## begin

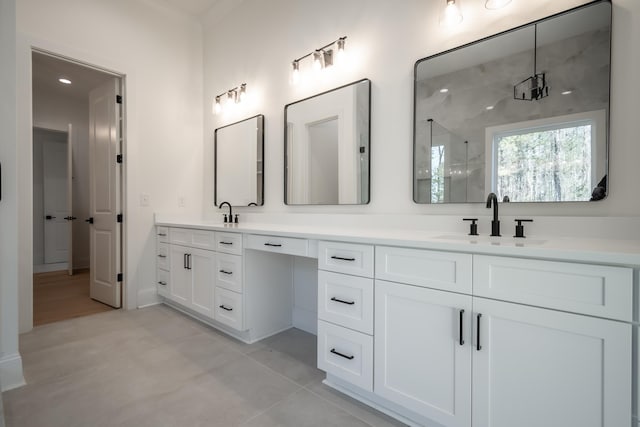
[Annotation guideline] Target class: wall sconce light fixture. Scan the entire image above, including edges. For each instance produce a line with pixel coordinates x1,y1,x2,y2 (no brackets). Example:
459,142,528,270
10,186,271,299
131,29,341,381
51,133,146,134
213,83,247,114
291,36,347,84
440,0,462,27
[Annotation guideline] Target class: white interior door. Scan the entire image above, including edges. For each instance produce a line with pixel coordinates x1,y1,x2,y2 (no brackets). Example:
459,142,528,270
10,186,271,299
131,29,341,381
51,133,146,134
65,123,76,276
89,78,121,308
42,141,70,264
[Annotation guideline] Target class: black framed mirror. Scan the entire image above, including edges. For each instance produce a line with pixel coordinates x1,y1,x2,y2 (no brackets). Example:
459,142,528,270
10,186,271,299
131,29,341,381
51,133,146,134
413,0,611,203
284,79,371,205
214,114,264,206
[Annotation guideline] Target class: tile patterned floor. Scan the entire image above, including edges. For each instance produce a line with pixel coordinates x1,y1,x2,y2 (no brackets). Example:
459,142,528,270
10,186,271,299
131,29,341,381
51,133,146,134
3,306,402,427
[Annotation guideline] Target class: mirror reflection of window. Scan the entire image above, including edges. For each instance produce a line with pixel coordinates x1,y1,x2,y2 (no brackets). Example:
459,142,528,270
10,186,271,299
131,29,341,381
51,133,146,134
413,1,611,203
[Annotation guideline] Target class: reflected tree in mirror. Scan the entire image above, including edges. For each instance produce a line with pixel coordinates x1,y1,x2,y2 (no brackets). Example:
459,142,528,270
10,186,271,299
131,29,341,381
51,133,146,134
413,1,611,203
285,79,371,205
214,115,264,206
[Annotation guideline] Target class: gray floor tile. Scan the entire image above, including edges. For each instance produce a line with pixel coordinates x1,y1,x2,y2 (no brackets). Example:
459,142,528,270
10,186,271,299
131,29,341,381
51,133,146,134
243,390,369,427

## end

-- EXERCISE PROMPT --
Write out all of the records above word for word, leaving out the pictures.

-- EXPECTED ANSWER --
[Annotation guideline] Target class: wall sconce light fixture. Scan the entire image above, including edges. For each instance produce a line with pixel coordinates x1,y1,x2,y2 (no brackets). Example:
459,142,528,270
10,186,271,299
131,29,341,381
51,133,146,134
213,83,247,114
291,36,347,84
440,0,462,27
[Annotation guideline] Target class: white interior door. Scan the entire image above, including edges. For each instance produce a line with pixel coordinates x1,y1,x2,y2 (no brackets). Example:
459,142,528,270
10,186,271,299
131,29,341,381
51,133,146,134
65,123,76,276
89,78,121,308
42,141,70,264
[Annotation guideline] Target class: black framed mirror. Scan the entire image above, including edges. For each instance produce a line with pixel coordinates x1,y1,x2,y2 (no brackets). Example:
459,142,528,270
10,186,271,299
131,29,341,381
51,133,146,134
413,0,611,203
284,79,371,205
214,114,264,206
[Annotation guideline] Target class: tile patterned floor. Scan the entire image above, including edges. For each instance produce a line with pixel coordinates x1,y1,x2,y2 (no brackets). Example:
459,142,528,270
10,186,271,299
131,29,341,381
51,133,146,134
3,306,402,427
[Annotation guideline] Target class: mirror reflection of window. Scan the entire image above, including edges. For each instance produce a line with pixel coordinates x1,y1,x2,y2 (no brackets). Example:
459,142,528,270
10,186,271,299
131,29,341,381
51,133,146,134
413,1,611,203
[Annotation guideline] Target class: reflected tree in mirror. Scan the entire image above, including edges. For each instance produce a line with pixel coordinates x1,y1,x2,y2 (no brackets). Example:
459,142,528,270
10,186,271,299
131,29,341,381
51,133,146,134
413,1,611,203
285,79,371,205
214,115,264,206
[Annotation guideline] Target class: gray floor tile. Scan the entire image above, including edges. For each instance produce a line with pixel coordinates x1,y1,x2,y2 (no brackets). Example:
459,142,528,270
10,186,271,299
131,29,341,381
51,133,146,134
243,390,369,427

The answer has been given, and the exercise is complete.